▸ Entries shown
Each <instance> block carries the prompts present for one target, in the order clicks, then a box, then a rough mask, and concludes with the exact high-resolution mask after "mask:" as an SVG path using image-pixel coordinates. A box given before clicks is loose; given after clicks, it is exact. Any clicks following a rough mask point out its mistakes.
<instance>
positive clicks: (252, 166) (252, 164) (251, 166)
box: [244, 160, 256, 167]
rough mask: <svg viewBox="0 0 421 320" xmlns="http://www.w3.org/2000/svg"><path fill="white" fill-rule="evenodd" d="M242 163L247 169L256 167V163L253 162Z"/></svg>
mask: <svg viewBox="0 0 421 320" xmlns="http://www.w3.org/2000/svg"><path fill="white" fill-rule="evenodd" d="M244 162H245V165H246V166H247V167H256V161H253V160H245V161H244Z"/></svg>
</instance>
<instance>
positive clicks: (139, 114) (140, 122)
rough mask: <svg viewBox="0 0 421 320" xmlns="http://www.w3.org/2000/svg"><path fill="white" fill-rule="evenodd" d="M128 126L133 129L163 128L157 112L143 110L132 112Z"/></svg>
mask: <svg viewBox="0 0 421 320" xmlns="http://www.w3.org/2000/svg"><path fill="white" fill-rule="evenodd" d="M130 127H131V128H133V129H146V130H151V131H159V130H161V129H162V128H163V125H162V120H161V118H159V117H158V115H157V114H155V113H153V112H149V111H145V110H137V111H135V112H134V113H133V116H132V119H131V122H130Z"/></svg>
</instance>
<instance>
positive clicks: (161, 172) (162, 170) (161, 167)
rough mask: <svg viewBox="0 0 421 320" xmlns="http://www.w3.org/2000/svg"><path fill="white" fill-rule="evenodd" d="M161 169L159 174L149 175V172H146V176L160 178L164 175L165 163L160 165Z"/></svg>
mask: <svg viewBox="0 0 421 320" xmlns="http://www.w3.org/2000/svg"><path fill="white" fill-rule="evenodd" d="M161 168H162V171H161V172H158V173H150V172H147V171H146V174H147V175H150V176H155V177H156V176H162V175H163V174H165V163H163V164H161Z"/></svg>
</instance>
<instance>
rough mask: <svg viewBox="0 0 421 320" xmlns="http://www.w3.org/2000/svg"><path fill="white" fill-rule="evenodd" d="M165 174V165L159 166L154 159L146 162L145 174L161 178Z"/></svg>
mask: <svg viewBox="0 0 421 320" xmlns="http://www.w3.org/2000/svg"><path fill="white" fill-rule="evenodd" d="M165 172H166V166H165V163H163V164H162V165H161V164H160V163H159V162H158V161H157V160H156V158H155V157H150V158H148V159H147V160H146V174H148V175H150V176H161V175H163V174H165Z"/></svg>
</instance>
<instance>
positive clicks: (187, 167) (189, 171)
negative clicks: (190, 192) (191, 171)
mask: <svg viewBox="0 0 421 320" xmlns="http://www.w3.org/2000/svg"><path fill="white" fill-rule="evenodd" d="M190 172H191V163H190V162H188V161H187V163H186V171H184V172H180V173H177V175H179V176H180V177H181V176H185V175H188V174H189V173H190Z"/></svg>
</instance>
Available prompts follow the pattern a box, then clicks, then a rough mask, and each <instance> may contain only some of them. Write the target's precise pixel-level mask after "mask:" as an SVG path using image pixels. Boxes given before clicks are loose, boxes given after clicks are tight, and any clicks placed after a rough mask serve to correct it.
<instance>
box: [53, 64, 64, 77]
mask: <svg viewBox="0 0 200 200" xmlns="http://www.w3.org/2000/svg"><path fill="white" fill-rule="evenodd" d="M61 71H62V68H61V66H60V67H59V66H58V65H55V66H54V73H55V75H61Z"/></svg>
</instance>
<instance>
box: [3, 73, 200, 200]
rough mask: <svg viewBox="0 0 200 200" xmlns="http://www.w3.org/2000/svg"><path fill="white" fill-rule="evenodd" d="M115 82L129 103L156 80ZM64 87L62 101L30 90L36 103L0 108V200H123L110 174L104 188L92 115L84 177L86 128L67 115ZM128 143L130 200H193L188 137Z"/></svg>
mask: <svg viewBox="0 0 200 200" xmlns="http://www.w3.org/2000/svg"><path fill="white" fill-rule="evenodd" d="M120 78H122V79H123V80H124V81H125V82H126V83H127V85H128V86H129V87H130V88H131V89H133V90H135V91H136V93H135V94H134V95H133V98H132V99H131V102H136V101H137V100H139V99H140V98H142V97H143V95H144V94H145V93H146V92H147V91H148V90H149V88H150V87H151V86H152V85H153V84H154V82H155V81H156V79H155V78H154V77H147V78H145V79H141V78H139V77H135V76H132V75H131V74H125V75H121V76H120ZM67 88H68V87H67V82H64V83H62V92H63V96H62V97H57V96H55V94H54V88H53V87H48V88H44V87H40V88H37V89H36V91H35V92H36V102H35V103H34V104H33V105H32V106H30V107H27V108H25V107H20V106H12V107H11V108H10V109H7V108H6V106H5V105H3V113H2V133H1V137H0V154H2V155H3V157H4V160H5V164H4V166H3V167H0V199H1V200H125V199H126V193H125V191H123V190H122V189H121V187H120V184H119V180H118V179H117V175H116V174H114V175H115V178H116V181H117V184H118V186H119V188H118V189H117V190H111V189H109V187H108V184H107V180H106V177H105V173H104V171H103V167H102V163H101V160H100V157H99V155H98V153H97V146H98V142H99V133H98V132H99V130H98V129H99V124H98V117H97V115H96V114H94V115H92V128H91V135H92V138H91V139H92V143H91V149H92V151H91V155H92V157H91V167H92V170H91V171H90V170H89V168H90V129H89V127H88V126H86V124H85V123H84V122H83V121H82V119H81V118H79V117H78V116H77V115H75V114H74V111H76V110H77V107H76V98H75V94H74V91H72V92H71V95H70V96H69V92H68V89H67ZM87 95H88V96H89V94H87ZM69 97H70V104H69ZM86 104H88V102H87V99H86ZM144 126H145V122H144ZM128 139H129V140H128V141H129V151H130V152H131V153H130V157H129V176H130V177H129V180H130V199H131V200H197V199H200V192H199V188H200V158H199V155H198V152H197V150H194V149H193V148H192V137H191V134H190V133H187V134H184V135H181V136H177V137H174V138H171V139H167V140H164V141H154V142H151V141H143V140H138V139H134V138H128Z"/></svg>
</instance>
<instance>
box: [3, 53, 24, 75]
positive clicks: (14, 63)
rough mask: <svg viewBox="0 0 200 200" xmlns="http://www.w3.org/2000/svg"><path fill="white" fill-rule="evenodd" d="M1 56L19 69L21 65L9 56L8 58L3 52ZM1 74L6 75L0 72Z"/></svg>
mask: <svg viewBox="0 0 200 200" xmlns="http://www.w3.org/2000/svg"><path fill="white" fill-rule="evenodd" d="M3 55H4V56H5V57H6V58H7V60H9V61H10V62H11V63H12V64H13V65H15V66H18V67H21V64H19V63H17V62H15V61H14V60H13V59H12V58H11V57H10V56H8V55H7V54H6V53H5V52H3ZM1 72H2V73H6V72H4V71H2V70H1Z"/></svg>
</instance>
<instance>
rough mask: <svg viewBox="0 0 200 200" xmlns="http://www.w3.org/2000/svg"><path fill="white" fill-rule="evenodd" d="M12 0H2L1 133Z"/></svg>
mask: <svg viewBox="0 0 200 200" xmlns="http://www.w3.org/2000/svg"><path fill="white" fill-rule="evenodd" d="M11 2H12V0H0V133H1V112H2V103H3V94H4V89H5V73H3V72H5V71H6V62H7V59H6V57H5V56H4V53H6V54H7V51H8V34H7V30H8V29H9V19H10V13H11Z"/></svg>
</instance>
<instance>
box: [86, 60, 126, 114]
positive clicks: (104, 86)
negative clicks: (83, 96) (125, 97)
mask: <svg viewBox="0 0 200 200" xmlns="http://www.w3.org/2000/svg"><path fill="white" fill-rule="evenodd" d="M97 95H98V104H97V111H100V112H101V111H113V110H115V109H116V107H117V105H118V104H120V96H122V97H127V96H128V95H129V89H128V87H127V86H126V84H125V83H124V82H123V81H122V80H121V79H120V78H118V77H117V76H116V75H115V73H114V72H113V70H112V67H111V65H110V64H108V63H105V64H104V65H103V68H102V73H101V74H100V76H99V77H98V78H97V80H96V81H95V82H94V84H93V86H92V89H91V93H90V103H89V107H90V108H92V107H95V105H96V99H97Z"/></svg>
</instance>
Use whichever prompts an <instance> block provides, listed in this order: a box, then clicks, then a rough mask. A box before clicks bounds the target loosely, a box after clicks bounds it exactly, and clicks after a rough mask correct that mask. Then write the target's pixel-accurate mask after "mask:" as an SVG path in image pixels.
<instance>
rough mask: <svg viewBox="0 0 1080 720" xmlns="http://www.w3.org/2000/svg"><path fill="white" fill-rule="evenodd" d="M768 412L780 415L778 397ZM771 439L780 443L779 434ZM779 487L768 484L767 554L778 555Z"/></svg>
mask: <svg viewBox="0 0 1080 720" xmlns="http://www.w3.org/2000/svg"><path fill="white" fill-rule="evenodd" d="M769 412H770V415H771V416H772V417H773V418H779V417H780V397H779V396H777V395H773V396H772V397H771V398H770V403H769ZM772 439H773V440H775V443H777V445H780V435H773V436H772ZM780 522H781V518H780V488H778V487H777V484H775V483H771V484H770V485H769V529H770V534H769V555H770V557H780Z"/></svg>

▸ Problem statement
Filter the data above, keeping every line that contains the string "image" with matching case, and copy those lines out.

▸ Response
Each <instance> block carries the prompts present for one target, in the order clicks, then a box, then a rough mask, and concludes with the exact high-resolution mask after "mask:" as an SVG path using image-pixel coordinates. A box given before clicks is loose; given after clicks, it is exact. Any clicks following a rough mask point out its mistakes.
Available prompts follow the pattern a box, then clicks, then a rough mask, and each <instance> may contain only some of them. Write the target's precise pixel-level mask after "mask:" as an SVG path using image pixels. Boxes given before clicks are loose, boxes given after clicks are tight, and any clicks placed after a rough mask serve to correct it.
Use whichever prompts an <instance> block provides, listed in this order: a box, then clicks, then a rough mask. A box before clicks bounds the target loosely, a box after clicks bounds it exactly, and clicks after a rough mask correct that mask. Then write the target's pixel-accurate mask after "mask:" as an SVG path in image pixels.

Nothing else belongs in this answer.